Sebagai informasi saja, sekarang bandara Makassar sudah jauh lebih baik karena sudah ada aturan bagi taxi untuk menunggu penumpang menghampiri booth mereka dan memesan sendiri, tidak boleh ada calo yang nyerobot apalagi sambil langsung bawain tas kayak di terminal bis Bungurasih Surabaya. Taxi yang saya rekomendasikan adalah Bosowa, Putra atau Lima Muda. Tapi jika bepergian sendiri dan dalam rentang waktu antara jam 7 pagi sampai jam 8 malam, naiklah DAMRI. Harganya Rp. 29ribu sudah sampai tengah kota (depan RRI, jalan Ribura'ne) dengan aman dan nyaman. (Hidup DAMRI!!!)

**DAFTAR TUGAS**
**1.** Tuliskan kembali bagian teks kutipan dari "Sebagai informasi saja, sekarang" sampai "nyaman. (Hidup DAMRI!!!)".
**2.** Tentukan apakah setiap pernyataan berikut sesuai dengan teks kutipan, dan jawab ya atau tidak dengan menyertakan kata-kata penentunya yang dikutip persis dari teks: (a) Taksi di bandara Makassar kini harus menunggu penumpang mendatangi booth mereka; (b) DAMRI disarankan untuk perjalanan antara jam 7 pagi dan jam 10 malam; (c) Ongkos DAMRI sampai tengah kota adalah Rp. 29ribu.

**DATA SUMBER**
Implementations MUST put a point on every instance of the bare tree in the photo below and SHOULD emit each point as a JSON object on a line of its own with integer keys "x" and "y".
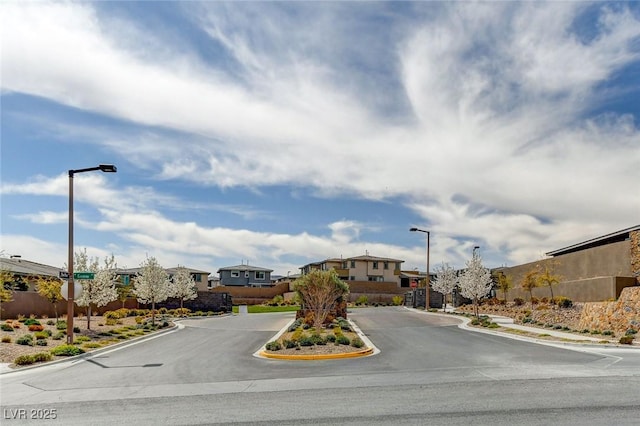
{"x": 445, "y": 281}
{"x": 319, "y": 292}
{"x": 475, "y": 281}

**JAWABAN PER TUGAS**
**1.**
Sebagai informasi saja, sekarang bandara Makassar sudah jauh lebih baik karena sudah ada aturan bagi taxi untuk menunggu penumpang menghampiri booth mereka dan memesan sendiri, tidak boleh ada calo yang nyerobot apalagi sambil langsung bawain tas kayak di terminal bis Bungurasih Surabaya. Taxi yang saya rekomendasikan adalah Bosowa, Putra atau Lima Muda. Tapi jika bepergian sendiri dan dalam rentang waktu antara jam 7 pagi sampai jam 8 malam, naiklah DAMRI. Harganya Rp. 29ribu sudah sampai tengah kota (depan RRI, jalan Ribura'ne) dengan aman dan nyaman. (Hidup DAMRI!!!)

**2.**
(a) Ya: "sudah ada aturan bagi taxi untuk menunggu penumpang menghampiri booth mereka dan memesan sendiri"
(b) Tidak: "dalam rentang waktu antara jam 7 pagi sampai jam 8 malam, naiklah DAMRI"
(c) Ya: "Harganya Rp. 29ribu sudah sampai tengah kota"